§ Trecho fornecido:
———

Capítulo
XIV - Item 9
A
Ingratidão dos Filhos e os Laços de Família
A ingratidão é um dos frutos mais diretos do egoísmo.
Revolta sempre os corações honestos. Mas, a dos filhos para com os pais
apresenta caráter ainda mais odioso. E, em particular, desse ponto de vista que
a vamos considerar, para lhe analisar as causas e os efeitos. Também nesse
caso, como em todos os outros, o Espiritismo projeta luz sobre um dos grandes
problemas do coração humano.
Quando deixa a Terra, o Espírito leva consigo as
paixões ou as virtudes inerentes à sua natureza e se aperfeiçoa no espaço, ou
permanece estacionário, até que deseje receber a luz. Muitos, portanto, se vão
cheios de ódios violentos e de insaciados desejos de vingança; a alguns dentre
eles, porém, mais adiantados do que os outros, é dado entrevejam uma partícula
da verdade; apreciam então as funestas consequências de suas paixões e são
induzidos a tomar resoluções boas. Compreendem que, para chegarem a Deus, uma
só é a senha: caridade. Ora, não há caridade sem esquecimento dos ultrajes e
das injúrias; não há caridade sem perdão, nem com o coração tomado de ódio.

———

§ Dados extraídos:
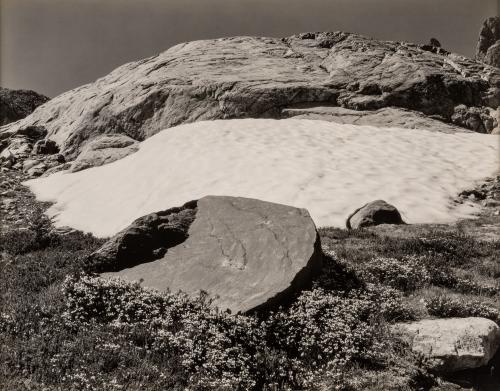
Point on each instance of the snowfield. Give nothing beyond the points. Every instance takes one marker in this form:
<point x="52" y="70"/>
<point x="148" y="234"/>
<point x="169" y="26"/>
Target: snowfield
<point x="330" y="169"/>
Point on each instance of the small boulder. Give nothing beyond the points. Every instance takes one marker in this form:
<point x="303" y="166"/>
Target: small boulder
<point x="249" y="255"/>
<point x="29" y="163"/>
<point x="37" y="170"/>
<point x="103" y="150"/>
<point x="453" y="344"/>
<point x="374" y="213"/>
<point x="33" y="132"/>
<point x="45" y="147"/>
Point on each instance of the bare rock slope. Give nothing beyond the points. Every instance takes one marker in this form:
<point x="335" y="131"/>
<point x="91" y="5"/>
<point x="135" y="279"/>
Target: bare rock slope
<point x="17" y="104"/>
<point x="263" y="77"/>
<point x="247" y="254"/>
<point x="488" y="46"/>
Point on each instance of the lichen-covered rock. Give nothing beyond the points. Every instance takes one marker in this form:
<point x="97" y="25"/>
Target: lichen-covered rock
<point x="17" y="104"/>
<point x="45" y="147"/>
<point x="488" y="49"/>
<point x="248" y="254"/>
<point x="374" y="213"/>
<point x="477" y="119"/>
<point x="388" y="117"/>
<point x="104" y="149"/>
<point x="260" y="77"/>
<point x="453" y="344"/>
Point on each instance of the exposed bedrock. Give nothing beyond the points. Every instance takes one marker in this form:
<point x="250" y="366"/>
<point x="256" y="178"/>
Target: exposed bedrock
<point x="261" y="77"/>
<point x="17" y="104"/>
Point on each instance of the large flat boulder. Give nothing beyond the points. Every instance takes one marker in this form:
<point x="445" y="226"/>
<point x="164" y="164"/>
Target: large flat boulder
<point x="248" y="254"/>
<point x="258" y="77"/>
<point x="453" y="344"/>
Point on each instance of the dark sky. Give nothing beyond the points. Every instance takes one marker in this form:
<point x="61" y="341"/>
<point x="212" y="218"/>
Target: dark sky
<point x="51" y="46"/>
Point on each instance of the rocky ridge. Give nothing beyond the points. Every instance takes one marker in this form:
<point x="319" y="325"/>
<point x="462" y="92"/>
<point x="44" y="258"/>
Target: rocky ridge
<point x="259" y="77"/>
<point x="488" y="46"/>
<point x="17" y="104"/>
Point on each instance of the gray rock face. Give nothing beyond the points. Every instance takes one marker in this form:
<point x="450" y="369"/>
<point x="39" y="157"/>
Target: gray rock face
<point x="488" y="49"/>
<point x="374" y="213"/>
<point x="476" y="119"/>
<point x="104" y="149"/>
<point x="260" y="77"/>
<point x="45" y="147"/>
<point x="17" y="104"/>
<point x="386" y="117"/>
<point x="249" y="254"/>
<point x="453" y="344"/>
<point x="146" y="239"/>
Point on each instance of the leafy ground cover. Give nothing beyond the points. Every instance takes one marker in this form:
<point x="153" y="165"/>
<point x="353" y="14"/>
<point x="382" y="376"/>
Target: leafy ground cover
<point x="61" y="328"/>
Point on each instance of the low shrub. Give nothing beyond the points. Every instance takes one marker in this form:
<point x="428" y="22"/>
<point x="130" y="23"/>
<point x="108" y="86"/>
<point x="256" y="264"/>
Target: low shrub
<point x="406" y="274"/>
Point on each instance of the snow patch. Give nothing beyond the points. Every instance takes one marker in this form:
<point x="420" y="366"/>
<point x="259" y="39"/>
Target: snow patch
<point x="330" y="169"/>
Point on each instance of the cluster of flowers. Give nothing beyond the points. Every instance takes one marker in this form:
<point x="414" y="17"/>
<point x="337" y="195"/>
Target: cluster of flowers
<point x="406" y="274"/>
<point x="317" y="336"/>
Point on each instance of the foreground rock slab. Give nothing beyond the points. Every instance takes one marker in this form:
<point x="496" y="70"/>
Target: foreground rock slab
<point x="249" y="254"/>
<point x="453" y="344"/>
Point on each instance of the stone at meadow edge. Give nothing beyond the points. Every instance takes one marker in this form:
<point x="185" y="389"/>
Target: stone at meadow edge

———

§ A fazer:
1. No trecho sobre a ingratidão dos filhos, qual é a única senha para chegar a Deus?
2. Retome o trecho sobre a ingratidão dos filhos, dando sequência à sua última frase.
Não é preciso consultar as entradas.

§ Respostas:
1. A caridade.

2.
Então, mediante inaudito esforço, conseguem tais
Espíritos observar os a quem eles odiaram na Terra. Ao vê-los, porém, a
animosidade se lhes desperta no íntimo; revoltam-se à ideia de perdoar, e,
ainda mais, à de abdicarem de si mesmos, sobretudo à de amarem os que lhes
destruíram, quiçá, os haveres, a honra, a família. Entretanto, abalado fica o
coração desses infelizes. Eles hesitam, vacilam, agitados por sentimentos
contrários. Se predomina a boa resolução, oram a Deus, imploram aos bons
Espíritos que lhes deem forças, no momento mais decisivo da prova.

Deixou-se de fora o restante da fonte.